* Problem requirements: Could you repeat the records below exactly, leaving the pictures out?

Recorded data

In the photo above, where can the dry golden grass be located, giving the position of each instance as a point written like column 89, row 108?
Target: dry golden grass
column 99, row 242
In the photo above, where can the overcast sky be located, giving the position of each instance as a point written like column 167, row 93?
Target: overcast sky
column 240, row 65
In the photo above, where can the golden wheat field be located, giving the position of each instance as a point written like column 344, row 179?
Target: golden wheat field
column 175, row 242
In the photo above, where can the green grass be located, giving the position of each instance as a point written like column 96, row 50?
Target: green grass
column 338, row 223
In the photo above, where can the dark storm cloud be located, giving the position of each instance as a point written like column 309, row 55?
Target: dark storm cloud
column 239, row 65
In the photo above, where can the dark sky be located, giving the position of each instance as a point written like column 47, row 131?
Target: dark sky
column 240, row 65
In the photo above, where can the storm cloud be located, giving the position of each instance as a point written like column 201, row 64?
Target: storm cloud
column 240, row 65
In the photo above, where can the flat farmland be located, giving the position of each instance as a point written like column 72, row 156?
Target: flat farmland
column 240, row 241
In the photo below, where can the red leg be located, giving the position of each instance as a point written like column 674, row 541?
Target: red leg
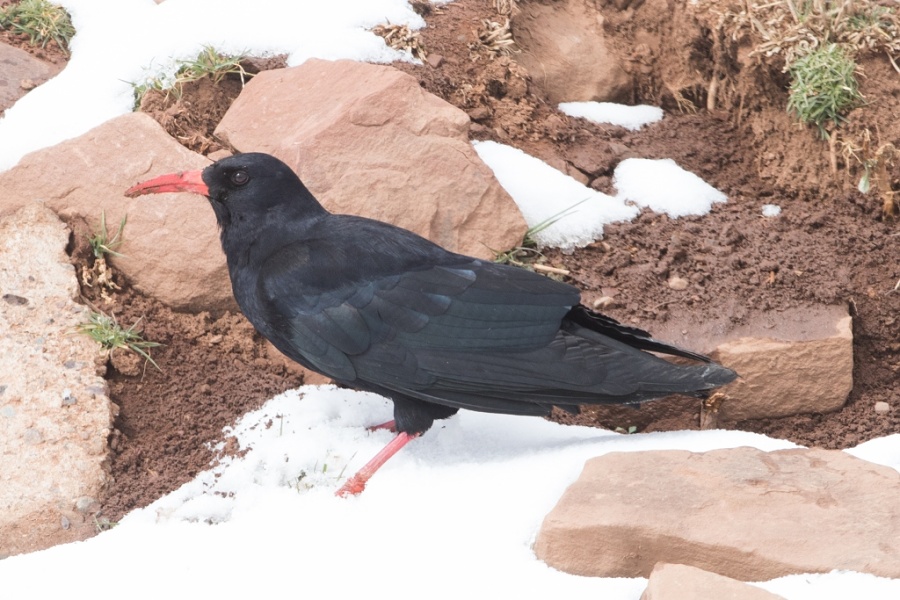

* Answer for this exercise:
In the photo above, where can the dry golden grass be located, giving the position of each instance as a point written like column 89, row 108?
Target: dry golden grass
column 99, row 242
In the photo above, where can the overcast sky be located, giving the position of each instance as a point written like column 167, row 93?
Target: overcast sky
column 240, row 65
In the photo above, where can the golden wheat field be located, giving the position of each instance as a point written like column 344, row 179?
Target: golden wheat field
column 175, row 242
In the photo above, where can the green grass be located, giving the position of each instance as a point written like column 96, row 50?
Target: green grass
column 338, row 223
In the photo above, where can the dark storm cloud be located, giving the position of each instance as a point written like column 309, row 55?
Target: dark storm cloud
column 239, row 65
In the photo above, where can the dark sky be located, giving the position of each instance as a point written like column 47, row 131?
Target: dark sky
column 240, row 65
In the photo above, where can the storm cloud be located, giving the position of each instance as a point written like column 201, row 64?
Target: storm cloud
column 240, row 65
In the photo above, where can the flat farmland be located, giving the position of each instance as a point written like column 72, row 156?
Target: flat farmland
column 240, row 241
In the photo below, where can the red leg be located, giving the position of each instance as a point written like column 674, row 541?
Target: red leg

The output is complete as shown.